### Task to carry out
Find every line in the entries below that contains the word "mountain", matching case exactly, and copy each of those lines.

### Records supplied

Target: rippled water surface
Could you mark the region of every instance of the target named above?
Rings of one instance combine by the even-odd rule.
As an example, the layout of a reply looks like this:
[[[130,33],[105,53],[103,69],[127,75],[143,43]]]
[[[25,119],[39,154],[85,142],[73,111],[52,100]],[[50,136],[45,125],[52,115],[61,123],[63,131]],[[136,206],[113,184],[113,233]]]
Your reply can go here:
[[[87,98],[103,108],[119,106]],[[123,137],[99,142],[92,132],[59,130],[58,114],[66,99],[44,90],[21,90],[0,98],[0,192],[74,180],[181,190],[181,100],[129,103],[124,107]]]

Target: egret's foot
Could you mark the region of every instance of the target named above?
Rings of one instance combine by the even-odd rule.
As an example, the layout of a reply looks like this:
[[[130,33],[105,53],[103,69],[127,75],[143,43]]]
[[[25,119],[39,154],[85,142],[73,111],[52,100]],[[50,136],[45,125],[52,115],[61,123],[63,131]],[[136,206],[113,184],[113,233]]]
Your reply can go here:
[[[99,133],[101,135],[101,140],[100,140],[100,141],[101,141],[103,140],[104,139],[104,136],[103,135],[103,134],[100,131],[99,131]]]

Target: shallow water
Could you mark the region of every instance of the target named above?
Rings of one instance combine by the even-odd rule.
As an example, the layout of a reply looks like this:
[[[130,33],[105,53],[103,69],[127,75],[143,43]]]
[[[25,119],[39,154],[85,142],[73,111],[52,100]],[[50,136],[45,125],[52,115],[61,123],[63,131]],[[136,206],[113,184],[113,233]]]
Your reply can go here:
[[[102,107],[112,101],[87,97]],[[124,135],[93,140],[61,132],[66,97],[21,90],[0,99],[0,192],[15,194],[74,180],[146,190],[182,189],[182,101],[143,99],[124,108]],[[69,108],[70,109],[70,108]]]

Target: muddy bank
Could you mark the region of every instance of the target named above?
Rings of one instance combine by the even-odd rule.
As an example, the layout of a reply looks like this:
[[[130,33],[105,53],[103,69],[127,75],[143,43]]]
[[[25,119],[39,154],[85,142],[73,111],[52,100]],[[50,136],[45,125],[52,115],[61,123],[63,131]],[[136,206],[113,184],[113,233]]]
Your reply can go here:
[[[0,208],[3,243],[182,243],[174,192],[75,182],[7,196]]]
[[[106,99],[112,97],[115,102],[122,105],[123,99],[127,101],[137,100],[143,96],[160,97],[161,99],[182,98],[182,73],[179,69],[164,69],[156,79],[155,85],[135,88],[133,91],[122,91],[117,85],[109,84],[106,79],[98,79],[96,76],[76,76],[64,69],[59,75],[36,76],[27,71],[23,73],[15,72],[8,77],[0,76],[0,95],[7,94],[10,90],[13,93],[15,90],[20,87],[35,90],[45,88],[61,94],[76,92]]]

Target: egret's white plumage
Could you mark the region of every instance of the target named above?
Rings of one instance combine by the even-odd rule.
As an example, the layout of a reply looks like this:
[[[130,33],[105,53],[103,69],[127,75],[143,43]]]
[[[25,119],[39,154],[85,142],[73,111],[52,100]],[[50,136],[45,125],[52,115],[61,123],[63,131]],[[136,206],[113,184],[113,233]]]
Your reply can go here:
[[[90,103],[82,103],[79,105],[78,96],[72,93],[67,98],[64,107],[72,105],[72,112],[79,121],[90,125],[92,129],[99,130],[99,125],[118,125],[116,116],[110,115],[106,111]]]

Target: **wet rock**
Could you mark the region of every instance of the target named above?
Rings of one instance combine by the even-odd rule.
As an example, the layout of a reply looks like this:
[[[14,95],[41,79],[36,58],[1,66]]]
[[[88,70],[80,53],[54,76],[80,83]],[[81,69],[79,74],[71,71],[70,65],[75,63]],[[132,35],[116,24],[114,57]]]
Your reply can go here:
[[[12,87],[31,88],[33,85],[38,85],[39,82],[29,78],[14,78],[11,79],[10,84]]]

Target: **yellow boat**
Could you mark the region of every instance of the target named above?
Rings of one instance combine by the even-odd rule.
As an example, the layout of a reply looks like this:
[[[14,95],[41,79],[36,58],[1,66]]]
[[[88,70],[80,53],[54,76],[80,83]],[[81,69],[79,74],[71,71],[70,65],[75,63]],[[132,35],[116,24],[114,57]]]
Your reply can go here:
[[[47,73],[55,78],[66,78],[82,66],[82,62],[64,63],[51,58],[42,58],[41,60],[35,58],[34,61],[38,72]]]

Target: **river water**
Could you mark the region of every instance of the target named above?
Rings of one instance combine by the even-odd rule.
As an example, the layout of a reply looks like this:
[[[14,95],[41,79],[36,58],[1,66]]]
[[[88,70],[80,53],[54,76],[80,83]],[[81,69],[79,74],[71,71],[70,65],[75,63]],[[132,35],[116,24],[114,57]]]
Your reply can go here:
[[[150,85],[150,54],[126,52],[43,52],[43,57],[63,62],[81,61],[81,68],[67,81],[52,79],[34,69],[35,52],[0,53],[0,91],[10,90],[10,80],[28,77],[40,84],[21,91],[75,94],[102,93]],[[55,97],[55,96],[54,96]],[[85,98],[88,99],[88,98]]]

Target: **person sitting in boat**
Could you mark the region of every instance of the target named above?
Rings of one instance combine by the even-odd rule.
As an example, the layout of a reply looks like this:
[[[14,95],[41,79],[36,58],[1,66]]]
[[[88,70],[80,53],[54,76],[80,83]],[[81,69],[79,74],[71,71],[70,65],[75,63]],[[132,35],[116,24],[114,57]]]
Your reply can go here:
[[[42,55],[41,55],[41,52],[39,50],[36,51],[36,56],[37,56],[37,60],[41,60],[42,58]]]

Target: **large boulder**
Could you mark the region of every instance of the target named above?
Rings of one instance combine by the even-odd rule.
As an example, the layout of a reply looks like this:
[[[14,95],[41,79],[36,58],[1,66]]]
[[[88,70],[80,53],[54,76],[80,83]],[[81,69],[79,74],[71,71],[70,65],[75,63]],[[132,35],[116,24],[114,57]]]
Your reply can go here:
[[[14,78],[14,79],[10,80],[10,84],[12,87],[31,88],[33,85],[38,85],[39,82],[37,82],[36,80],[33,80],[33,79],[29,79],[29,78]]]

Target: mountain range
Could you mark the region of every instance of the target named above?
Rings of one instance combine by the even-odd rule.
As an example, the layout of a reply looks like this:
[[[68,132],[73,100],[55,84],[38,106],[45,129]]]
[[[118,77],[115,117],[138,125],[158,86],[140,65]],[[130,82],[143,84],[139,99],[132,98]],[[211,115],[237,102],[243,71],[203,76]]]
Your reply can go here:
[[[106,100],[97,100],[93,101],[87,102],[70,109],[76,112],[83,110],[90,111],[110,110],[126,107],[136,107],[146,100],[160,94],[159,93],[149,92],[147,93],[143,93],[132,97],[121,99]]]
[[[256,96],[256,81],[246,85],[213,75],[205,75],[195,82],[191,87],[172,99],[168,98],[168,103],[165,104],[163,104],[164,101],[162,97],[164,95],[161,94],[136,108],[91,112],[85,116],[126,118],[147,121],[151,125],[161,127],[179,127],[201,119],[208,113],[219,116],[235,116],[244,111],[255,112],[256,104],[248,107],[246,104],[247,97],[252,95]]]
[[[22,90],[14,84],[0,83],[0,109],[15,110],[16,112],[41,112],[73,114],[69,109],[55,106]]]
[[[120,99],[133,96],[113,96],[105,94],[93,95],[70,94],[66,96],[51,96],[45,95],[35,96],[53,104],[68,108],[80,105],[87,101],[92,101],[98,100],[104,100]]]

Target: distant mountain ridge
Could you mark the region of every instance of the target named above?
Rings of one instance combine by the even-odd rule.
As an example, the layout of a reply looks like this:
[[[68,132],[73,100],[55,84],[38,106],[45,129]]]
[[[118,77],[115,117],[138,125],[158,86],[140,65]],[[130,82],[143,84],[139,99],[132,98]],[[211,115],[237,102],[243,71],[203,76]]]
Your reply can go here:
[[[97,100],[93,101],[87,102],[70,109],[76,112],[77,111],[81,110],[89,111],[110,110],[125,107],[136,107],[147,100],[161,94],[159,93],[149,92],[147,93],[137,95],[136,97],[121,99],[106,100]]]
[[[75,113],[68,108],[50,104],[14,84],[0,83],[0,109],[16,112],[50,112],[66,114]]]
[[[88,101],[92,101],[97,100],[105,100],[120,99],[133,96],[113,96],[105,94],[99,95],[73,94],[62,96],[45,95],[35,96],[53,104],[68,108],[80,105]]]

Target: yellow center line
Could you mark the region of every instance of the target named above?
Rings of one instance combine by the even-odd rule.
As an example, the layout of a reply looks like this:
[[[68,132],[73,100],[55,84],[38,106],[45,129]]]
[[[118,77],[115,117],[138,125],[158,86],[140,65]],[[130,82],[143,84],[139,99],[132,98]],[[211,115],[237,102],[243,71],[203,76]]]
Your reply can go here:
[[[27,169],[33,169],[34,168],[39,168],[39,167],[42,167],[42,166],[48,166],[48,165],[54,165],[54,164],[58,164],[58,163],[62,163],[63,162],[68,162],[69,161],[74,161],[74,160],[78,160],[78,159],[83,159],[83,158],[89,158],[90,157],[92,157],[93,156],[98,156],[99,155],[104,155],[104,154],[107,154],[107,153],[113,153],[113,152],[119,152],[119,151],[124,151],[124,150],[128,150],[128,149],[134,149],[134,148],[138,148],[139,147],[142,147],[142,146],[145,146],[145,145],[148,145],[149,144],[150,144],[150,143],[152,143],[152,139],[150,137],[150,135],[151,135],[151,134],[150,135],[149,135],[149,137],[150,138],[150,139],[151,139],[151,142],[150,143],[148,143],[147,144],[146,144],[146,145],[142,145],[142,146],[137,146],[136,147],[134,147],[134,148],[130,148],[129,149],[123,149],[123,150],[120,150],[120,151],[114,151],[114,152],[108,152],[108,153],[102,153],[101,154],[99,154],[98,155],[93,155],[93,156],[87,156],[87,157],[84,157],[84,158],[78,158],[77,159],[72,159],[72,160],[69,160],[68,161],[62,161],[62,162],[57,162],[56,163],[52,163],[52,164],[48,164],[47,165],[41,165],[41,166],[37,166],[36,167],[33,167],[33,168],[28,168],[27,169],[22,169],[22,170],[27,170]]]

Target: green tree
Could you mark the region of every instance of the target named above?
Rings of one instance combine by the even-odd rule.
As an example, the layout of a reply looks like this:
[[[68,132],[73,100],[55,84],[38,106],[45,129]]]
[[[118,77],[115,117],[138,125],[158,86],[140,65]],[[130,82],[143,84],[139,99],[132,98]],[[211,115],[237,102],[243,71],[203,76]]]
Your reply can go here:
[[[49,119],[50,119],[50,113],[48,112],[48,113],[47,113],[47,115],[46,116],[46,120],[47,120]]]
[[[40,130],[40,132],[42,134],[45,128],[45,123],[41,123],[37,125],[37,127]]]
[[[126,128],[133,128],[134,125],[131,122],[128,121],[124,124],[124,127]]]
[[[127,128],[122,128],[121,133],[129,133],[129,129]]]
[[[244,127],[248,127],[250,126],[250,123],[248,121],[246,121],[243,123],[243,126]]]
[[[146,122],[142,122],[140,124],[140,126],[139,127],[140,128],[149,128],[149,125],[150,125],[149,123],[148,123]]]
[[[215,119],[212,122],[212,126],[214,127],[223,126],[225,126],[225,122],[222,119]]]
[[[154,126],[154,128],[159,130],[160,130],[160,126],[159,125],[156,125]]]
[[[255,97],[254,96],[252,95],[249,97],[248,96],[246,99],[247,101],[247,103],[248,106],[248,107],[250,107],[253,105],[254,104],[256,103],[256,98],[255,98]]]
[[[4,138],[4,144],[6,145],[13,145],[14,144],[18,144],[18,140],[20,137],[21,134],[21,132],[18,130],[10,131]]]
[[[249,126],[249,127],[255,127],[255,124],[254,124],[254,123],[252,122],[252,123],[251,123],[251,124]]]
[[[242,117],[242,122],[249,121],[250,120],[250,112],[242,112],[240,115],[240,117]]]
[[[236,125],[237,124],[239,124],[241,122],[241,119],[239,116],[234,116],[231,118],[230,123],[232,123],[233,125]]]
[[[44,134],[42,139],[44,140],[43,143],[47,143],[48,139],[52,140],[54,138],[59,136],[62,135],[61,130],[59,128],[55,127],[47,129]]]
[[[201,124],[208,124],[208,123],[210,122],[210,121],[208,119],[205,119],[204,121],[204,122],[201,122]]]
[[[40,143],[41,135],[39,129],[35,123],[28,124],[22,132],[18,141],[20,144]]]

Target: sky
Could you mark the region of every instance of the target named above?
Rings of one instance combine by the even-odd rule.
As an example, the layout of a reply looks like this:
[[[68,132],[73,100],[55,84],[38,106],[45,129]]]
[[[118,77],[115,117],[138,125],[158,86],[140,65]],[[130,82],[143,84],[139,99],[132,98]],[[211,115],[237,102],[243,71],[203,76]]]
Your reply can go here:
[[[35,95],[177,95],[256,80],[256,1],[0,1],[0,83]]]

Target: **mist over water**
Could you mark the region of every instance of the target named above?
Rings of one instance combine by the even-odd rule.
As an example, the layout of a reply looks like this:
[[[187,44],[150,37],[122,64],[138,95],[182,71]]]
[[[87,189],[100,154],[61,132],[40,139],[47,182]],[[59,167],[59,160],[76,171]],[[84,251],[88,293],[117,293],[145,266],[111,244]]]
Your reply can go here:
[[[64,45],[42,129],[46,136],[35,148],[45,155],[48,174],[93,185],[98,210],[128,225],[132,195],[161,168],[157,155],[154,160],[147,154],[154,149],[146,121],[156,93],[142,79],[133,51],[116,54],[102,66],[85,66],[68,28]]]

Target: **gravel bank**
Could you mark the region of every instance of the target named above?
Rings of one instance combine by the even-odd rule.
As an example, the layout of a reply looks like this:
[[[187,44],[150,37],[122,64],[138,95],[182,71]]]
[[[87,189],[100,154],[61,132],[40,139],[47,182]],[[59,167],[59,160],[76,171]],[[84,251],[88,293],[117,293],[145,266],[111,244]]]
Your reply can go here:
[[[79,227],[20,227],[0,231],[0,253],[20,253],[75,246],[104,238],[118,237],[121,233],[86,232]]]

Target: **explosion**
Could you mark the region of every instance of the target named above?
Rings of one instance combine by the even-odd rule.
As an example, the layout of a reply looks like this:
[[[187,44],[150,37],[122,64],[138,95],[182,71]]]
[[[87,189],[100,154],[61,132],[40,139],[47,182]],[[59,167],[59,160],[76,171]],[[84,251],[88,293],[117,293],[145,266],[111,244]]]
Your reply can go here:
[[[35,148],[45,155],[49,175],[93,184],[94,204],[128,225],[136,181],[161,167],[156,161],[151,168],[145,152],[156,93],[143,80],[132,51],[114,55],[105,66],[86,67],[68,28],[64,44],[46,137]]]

### Answer for this exercise
Target: mountain range
Target: distant mountain ridge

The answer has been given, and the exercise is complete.